* Tasks to complete:
a - In the Sasol update, what is the cost of adding the 26 inch loop line to the pipeline?
b - Print the passage of the Sasol update starting with "We have continued" and going on through "light oil prospect.".

* Text block:
..........

In order to ensure long-term security of gas feedstock supply,
Sasol Petroleum International (SPI) is actively managing a
significant acreage position in the southern part of
Mozambique, which includes exploration, appraisal, development
and production.

In anticipation of the growing market in Mozambique, as well as
increasing demand in South Africa, SPI and its partners have
continuously increased the capacity of the Central Processing
Facility (CPF) and the pipeline to match the growing demand for
gas. Currently, we are progressing two major projects to align
with market demand following the expansion of the CPF to 183
million gigajoules per annum (MGJ/a):

*	Sasol Gas Holdings, together with its partners, will be
increasing the capacity of the current pipeline from a total
of 170 MGJ/a to 188 MGJ/a through the addition of a 26 inch
loop line at a cost of R1,98 billion. Beneficial operation is
expected during the middle of the 2014 calendar year.

*	In 2013, we reached a final investment decision (FID)
for a low pressure compression project at the CPF to compensate
for the depletion of reservoir pressure in the fields as a result
of production. The project is currently in the engineering,
procurement, and construction (EPC) phase. Construction
commenced during the first half of the 2014 financial year,
with beneficial operation scheduled for the first half of the
2015 calendar year at an estimated total end of job cost of
US$135 million.

We have continued with the development of our Production
Sharing Agreement (PSA) licence, which will supplement current
production from the Petroleum Production Agreement (PPA)
licence area. In 2013, we declared commerciality on four oil
and gas reservoirs including the Inhassoro light oil prospect.
We are on track to submit the Field Development Plan (FDP) by
February 2015 in accordance with applicable regulations.

Although gas prices have improved compared to the prior year
comparable period, the profitability of our Canadian shale gas
assets (Farrell Creek and Cypress A) continue to remain under
pressure resulting from these low gas prices. We anticipate a
continuation of the current loss position for the full 2014
financial year. At 30 September 2013, our share of the capital
expenditure on the Canadian shale gas assets amounted to R1 280
million (CAD133 million) for the three month period. At that
date, there were a total of 104 wells on stream in Farrell
Creek and six wells on stream in Cypress A. On 8 November 2013,
our partner, Talisman, announced their intention to dispose of
their 50% share of the Montney Basin shale gas assets. We are
evaluating the impact thereof on our Canadian shale gas assets.

..........

* Recorded data:
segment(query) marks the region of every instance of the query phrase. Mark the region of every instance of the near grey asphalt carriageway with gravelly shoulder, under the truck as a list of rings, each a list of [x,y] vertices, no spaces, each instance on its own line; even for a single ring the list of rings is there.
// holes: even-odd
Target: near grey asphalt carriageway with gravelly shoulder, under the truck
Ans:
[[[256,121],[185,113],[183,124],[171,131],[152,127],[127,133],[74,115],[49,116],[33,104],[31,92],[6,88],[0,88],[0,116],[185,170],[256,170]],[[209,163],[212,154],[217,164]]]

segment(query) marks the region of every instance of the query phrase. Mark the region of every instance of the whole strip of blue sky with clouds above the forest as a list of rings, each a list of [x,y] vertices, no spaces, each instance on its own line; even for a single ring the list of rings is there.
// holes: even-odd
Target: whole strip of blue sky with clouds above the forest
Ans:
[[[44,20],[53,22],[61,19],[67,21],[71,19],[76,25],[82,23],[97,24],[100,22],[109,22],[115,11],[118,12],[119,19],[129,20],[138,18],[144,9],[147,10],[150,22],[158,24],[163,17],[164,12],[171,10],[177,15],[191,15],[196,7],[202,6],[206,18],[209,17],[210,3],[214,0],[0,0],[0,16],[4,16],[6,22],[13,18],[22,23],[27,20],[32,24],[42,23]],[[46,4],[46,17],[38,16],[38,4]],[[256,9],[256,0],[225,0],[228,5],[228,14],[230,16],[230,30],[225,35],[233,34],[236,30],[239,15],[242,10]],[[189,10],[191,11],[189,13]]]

..........

* Expected responses:
a - R1,98 billion.

b -
We have continued with the development of our Production
Sharing Agreement (PSA) licence, which will supplement current
production from the Petroleum Production Agreement (PPA)
licence area. In 2013, we declared commerciality on four oil
and gas reservoirs including the Inhassoro light oil prospect.